• **Ausgewählter Auszug**:
══════

Wissen Sie eigentlich, in wievielen Filmen Sie bis dato mitgespielt
haben?
"Laut Internet sind es so um die hundert. Genau weiß ich das nicht.
Als Schauspieler zählt man nur die ersten zwanzig Filme. Wenn man es
geschafft hat, danach noch immer im Filmgeschäft zu sein, dann zählt
man nicht mehr weiter. So viel ist das ja auch nicht. Fassbinder ist
mit 36 Jahren gestorben und hat 42 Filme gemacht. Ich bin 55 - in
meinem Alter hätte Fassbinder mich mit Sicherheit übertroffen."
Gibt es so etwas wie Deja-vus, dass man nicht mehr weiß, in welchem
Film man gerade ist?
"Das passiert mir eher in den Luxushotels, die auf der ganzen Welt so
ähnlich sind. Schwierig wird es beim Drehen nur, wenn man zwei Filme
gleichzeitig macht. Im Sommer drehte ich in Luxenburg, "Shadow of the
Vampire" mit John Malkovich und Willem Dafoe. Gleichzeitig habe ich
noch "Pinocchio" mit Martin Landau gemacht - so etwas ist dann schon
anstrengend."
Mit welchem Gefühl sehen Sie sich selbst auf der Leinwand?
"Das tut eher weh, als dass es eitel stimmt. Schließlich sieht man gar
nicht mehr so aus, sondern ist ein, zwei Jahre älter geworden. Am
Anfang deiner Karriere bist du natürlich stolz, sammelst alle
Zeitungsartikel und zeigst die auch jenen, die sie gar nicht sehen
wollen. Aber im Laufe der Zeit wird man immer kritischer. Weil man
auch immer mehr von sich fordert."
Kein anderer Schauspieler ist so viel Filmtode gestorben - gibt es
noch neue Möglichkeiten?
"Die Regisseure überlegen inzwischen immer angestrengter, auf welche
neue Art sie mich umbringen können. Peter Hyams sagte zu Beginn von
"End of Days", dass sie für meinen Tod noch keine passende Idee
hätten. Zunächst gab es die Überlegung, dass mein Kopf zwischen zwei
Maschinenwalzen zusammengedrückt wird. Das wäre auch mal für mich mal
was ganz Neues gewesen. Aber dann kamen sie mit einem ganz einfachen
Trick an,: nun schlägt Gabriel Byrne als Teufel seine Faust durch mein
Gesicht - und hinten kommt die Hand wieder heraus. Ganz einfach doch
sehr effektvoll. Irgendwann müsste man einmal einen Zusammenschnitt
all meiner Filmtode machen."

══════

• **Gespeicherte Daten**:
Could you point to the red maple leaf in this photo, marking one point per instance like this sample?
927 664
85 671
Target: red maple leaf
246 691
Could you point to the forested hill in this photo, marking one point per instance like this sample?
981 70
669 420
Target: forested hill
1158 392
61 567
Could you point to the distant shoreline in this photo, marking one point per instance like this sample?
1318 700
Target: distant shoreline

══════

• **Schriftliche Aufgabe 1**:
In welchem Alter starb Fassbinder laut dem ausgewählten Auszug, und wie viele Filme hatte er gemacht?
• **Schriftliche Aufgabe 2**:
Fassen Sie den ausgewählten Auszug in drei Sätzen zusammen.

• **Schriftliche Lösung 1**:
Fassbinder starb mit 36 Jahren und hatte 42 Filme gemacht.

• **Schriftliche Lösung 2**:
Die befragte Person hat laut Internet in etwa hundert Filmen mitgespielt, weiß die genaue Zahl aber nicht, da man als Schauspieler nur die ersten zwanzig Filme zählt. Zwei Filme gleichzeitig zu drehen sei anstrengend, und der eigene Anblick auf der Leinwand tue eher weh, weil man mit der Zeit immer kritischer werde. Die Regisseure überlegten inzwischen immer angestrengter, auf welche neue Art sie die Person im Film umbringen könnten, und in „End of Days“ schlägt Gabriel Byrne als Teufel seine Faust durch ihr Gesicht.